What you need to do
Extend the forum post about starting culinary school, picking up right after its final sentence.

Excerpt to read
=====
# So, I just started Culinary School...



## rob w (May 18, 2011)

But it's OK -- I work for the college as a computer science instructor, so I get to go for free... minus books and whatnot. 

I'm taking two classes, Sanitation and Food Prep I, that's about all I have time for this semester with my work and teaching schedule.  Sanitation is good, but a little boring; I was supposed to take it over the summer, but it was cancelled so I did a lot of self-study and I'm pretty much on autopilot with that at the moment.

So, my Food Prep I is, of course, the fun one, although it had a rough start.  The first week was cancelled due to the hurricane, the next weekend was Labor Day Weekend, so it was cancelled again.  This past Saturday was my first class...

My instructor is the Sous Chef at The Green Room at the Hotel DuPont and seems to be very cool.  We spent the first three hours going over the lecture material (Professionalism, Equipment and Knife Skills).  The other 5 hours were spent in the kitchen going over the equipment identification, how to light pilots, and things of that nature.  He talked about knife skills briefly and did a demo of various cuts on onions, potatoes and carrots before we broke out the knives and got to work.

Did a julienne and dice on the onion, julienne on the potatoes and julienne, large dice, medium dice and brunoise on the carrots.  Out of the 9 students in the class, 3 or 4 of us cut ourselves within the first 10 minutes or so, heh!  The chef had given us the option before hand to wear the kevlar glove we had to buy, but hell... I figure it's the best way to learn, right?
=====
Given entries

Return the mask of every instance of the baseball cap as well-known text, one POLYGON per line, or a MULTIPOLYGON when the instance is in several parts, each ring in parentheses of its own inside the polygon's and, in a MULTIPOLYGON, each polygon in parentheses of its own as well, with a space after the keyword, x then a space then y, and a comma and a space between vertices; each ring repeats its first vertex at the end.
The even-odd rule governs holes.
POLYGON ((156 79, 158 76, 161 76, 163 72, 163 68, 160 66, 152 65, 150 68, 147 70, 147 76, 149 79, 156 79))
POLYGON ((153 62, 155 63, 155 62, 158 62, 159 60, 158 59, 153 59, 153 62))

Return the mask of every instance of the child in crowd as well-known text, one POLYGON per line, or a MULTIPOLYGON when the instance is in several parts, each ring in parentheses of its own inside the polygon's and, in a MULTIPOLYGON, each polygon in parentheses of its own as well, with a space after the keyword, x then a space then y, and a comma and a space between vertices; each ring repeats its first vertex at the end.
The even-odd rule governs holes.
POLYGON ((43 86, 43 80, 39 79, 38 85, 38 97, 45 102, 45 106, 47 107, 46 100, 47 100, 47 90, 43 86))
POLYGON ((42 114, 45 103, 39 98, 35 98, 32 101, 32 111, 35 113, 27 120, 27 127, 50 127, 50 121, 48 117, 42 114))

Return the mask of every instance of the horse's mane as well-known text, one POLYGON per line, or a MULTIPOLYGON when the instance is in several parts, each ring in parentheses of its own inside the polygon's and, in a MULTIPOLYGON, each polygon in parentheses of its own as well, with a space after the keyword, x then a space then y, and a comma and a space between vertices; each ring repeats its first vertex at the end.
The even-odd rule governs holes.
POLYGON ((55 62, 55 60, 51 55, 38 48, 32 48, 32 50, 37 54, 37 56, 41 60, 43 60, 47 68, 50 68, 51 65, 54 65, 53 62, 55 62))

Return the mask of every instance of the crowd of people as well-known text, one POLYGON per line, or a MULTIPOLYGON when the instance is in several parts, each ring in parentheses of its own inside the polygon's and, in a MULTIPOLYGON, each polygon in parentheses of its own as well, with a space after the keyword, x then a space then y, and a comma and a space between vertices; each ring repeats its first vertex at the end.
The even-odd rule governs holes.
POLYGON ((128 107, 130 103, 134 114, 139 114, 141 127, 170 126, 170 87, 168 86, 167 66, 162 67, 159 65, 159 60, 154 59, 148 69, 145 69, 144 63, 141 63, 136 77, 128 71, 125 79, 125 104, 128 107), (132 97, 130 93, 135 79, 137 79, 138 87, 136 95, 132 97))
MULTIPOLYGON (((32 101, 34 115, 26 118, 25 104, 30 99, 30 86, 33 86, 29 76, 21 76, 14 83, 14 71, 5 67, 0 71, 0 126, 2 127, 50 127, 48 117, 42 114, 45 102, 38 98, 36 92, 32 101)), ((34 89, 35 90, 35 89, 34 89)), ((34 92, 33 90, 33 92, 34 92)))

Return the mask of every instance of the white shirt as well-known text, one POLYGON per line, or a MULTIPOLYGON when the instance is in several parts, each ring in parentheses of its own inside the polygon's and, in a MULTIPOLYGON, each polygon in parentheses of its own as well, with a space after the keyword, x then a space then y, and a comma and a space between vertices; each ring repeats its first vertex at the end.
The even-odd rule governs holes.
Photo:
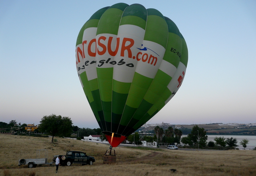
POLYGON ((57 157, 56 158, 56 161, 55 162, 55 164, 56 165, 58 165, 60 163, 60 159, 59 157, 57 157))

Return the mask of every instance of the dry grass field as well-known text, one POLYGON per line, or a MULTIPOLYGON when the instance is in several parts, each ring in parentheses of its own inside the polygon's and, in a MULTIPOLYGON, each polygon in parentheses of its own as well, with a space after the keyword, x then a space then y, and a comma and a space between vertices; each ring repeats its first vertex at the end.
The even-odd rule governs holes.
POLYGON ((249 176, 256 175, 256 151, 146 150, 118 147, 116 163, 103 164, 102 157, 108 146, 100 142, 55 138, 0 135, 0 176, 249 176), (73 164, 55 167, 37 165, 28 168, 18 166, 19 159, 36 158, 36 150, 48 150, 48 161, 68 150, 81 151, 94 157, 92 165, 73 164), (170 169, 177 170, 173 172, 170 169))

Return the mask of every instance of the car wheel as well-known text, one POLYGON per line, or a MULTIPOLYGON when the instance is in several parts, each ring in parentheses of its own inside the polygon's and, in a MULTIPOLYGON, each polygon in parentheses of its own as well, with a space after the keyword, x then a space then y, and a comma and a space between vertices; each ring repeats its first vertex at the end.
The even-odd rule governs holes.
POLYGON ((34 167, 34 164, 33 163, 29 163, 28 165, 28 168, 33 168, 34 167))
POLYGON ((68 166, 70 166, 72 164, 72 163, 71 162, 71 161, 68 161, 67 162, 67 164, 66 165, 68 166))
POLYGON ((92 160, 90 160, 89 161, 89 163, 88 163, 89 165, 92 165, 92 163, 93 162, 92 162, 92 160))

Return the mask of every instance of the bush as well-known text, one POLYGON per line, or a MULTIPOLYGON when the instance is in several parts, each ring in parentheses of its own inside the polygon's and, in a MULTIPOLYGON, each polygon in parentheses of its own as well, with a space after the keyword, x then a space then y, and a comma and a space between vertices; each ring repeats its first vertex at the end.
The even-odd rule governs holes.
POLYGON ((208 144, 207 145, 210 147, 213 147, 215 145, 215 143, 213 141, 210 141, 208 142, 208 144))

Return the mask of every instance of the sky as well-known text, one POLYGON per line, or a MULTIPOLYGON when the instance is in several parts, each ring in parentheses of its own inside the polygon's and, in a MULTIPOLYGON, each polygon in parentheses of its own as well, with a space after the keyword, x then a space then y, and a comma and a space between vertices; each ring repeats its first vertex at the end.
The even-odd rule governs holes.
POLYGON ((78 33, 117 3, 156 9, 184 37, 188 61, 175 96, 148 123, 256 122, 256 1, 0 1, 0 121, 52 114, 99 128, 76 71, 78 33))

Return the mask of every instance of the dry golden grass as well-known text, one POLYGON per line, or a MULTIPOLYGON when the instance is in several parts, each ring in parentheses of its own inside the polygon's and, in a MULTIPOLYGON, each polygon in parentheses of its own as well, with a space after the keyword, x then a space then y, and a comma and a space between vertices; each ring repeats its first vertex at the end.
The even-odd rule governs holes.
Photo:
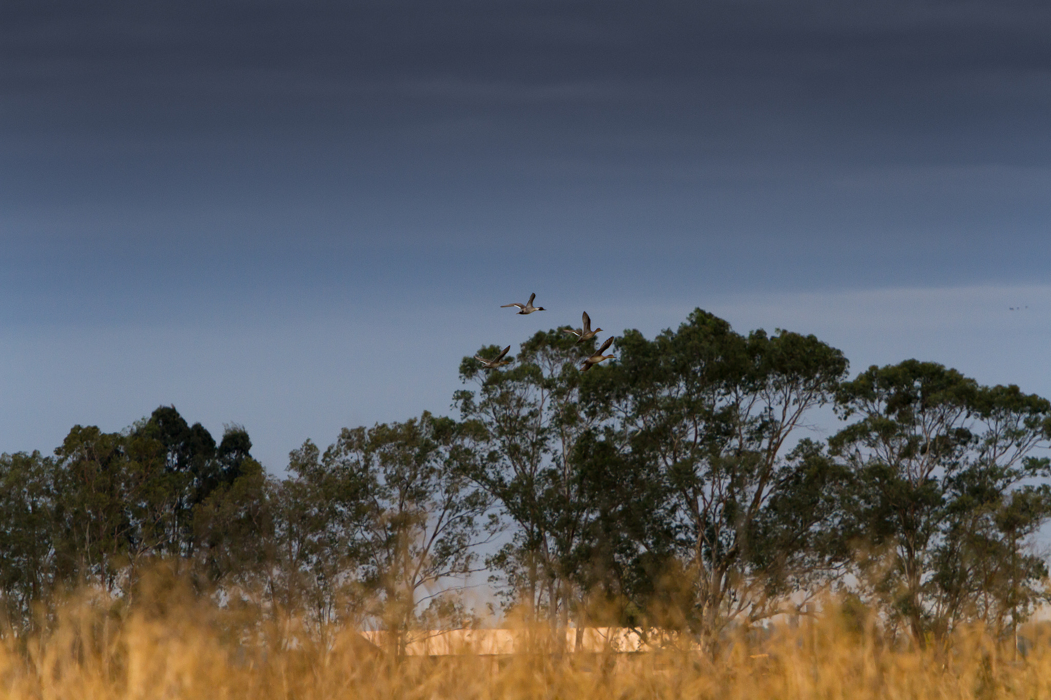
MULTIPOLYGON (((864 625, 862 625, 863 628, 864 625)), ((291 622, 220 611, 178 587, 127 606, 79 596, 47 631, 0 646, 6 698, 1051 698, 1051 653, 1017 660, 978 631, 949 646, 892 649, 830 613, 799 629, 689 653, 559 657, 522 654, 391 660, 353 630, 312 640, 291 622)))

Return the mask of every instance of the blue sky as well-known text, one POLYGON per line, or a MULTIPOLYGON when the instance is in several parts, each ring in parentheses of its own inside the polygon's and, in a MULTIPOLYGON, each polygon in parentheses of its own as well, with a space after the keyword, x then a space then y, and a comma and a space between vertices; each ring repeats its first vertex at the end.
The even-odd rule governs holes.
POLYGON ((1049 396, 1049 31, 1035 2, 5 3, 0 450, 174 404, 280 471, 582 310, 1049 396))

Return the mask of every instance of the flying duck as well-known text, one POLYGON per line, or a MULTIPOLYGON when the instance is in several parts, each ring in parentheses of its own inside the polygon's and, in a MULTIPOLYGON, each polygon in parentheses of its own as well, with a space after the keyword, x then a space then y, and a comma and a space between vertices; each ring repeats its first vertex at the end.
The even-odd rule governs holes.
POLYGON ((588 316, 588 312, 584 312, 582 319, 583 319, 583 324, 576 331, 572 328, 562 328, 562 333, 572 333, 573 335, 577 336, 578 343, 581 343, 585 340, 591 340, 596 335, 598 335, 598 333, 602 330, 602 328, 595 328, 594 331, 591 330, 591 317, 588 316))
POLYGON ((605 348, 609 347, 610 343, 612 342, 613 342, 613 336, 610 336, 609 338, 605 339, 605 342, 602 343, 602 346, 599 347, 594 355, 592 355, 591 357, 585 357, 583 359, 583 364, 580 366, 580 372, 588 372, 589 369, 591 369, 593 364, 598 364, 602 360, 609 360, 610 358, 612 358, 613 357, 612 355, 602 355, 602 353, 605 352, 605 348))
POLYGON ((477 355, 474 356, 474 359, 477 360, 478 362, 481 362, 482 369, 496 369, 497 367, 503 366, 504 364, 511 364, 511 360, 501 359, 504 355, 508 354, 509 349, 511 349, 511 345, 504 347, 503 352, 494 357, 492 360, 487 360, 486 358, 478 357, 477 355))
POLYGON ((535 311, 548 311, 543 306, 534 306, 533 299, 535 298, 536 298, 536 292, 529 295, 529 301, 527 301, 524 304, 503 304, 502 306, 500 306, 500 309, 507 309, 508 306, 518 306, 518 309, 521 310, 518 312, 519 314, 532 314, 535 311))

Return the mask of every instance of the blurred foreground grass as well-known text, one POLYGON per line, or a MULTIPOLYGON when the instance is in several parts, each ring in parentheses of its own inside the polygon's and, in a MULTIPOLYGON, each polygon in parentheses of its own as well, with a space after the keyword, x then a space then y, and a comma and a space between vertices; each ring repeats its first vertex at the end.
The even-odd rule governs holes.
MULTIPOLYGON (((220 610, 180 587, 81 594, 43 631, 3 635, 5 698, 1034 698, 1051 697, 1048 640, 1022 657, 980 630, 918 650, 838 611, 727 638, 714 655, 391 658, 353 629, 220 610), (1015 658, 1017 656, 1017 658, 1015 658)), ((1032 633, 1030 633, 1032 636, 1032 633)), ((540 635, 542 636, 542 635, 540 635)))

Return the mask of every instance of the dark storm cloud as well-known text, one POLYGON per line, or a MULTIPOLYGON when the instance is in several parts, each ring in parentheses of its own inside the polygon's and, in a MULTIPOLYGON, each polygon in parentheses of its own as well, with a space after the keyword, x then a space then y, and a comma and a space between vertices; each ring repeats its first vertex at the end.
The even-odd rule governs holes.
POLYGON ((29 131, 309 140, 468 115, 700 146, 815 118, 1035 124, 1049 30, 1037 2, 8 3, 0 87, 29 131))
POLYGON ((1047 248, 1048 36, 1040 2, 5 3, 8 259, 177 288, 644 233, 605 262, 1040 276, 1009 251, 1047 248))

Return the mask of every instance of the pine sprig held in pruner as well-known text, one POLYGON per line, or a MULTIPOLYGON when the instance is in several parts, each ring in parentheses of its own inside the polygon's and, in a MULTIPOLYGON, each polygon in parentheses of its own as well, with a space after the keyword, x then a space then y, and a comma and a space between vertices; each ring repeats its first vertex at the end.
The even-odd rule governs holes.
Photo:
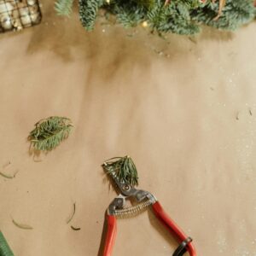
=====
Task response
So, I definitely need to work on consistency with squaring off the veg.  I picked up a few pounds of potatoes and onions to work on this week, but I'm really looking forward to this coming Saturday, we'll be doing soups, stocks and poultry.


----------



## jim berman (Oct 28, 1999)

Hey, Rob! You are already one step ahead of me... I was going to suggest 'home work' practice on potatoes to get some muscle memory going. Good luck with your new adventure!


----------



## frullatore (Sep 29, 2011)

Hey Rob, great podcast btw however I noticed theirs no new updates are you still doing the podcast?


----------



## rob w (May 18, 2011)

Trying to get back into the swing of things -- I'm just about caught up in Sanitation, so I want to continue on from here, but the weekend class schedule kills my free time... I'll do my best to get back on that! /img/vbsmilies/smilies/smile.gif


----------



## healnfire (Oct 20, 2011)

Hey Rob,

I am assuming you are going to Miami Dade. I just registered for January. I am taking culinary terminology, food production I and sanitation. I am a full time Firefighter for Miami Dade Fire Rescue, so I have time restraints too. I Like the intro and was wondering if you wouldn't want to do a post for students at Miami Dade? It is such a new culinary school, that there are probably a lot of beginners like me that would like to know what to expect.

Is there anything I could do to prepare me for the classes I mentioned. I start January 2012.

Thanx

Errol


----------



## rob w (May 18, 2011)

Errol,

I'm actually in the Culinary Arts department up in Delaware Tech, so I can't offer any institution-specific advice; however, there are a few suggestions that are general I can offer:

1) Learn as much as you can now. If you have a commute into work and a smartphone or MP3 player you can plug into the car or listen to, head over to http://stellaculinary.com -- he has a slew of audio podcasts that take you through the basics of culinary, cooking methods, mother sauces, starches and so forth that will give you a good jump start on your education. You can also search for Stella Culinary Podcast on iTunes and subscribe. He also has a lot of video podcasts on various techniques, watch them.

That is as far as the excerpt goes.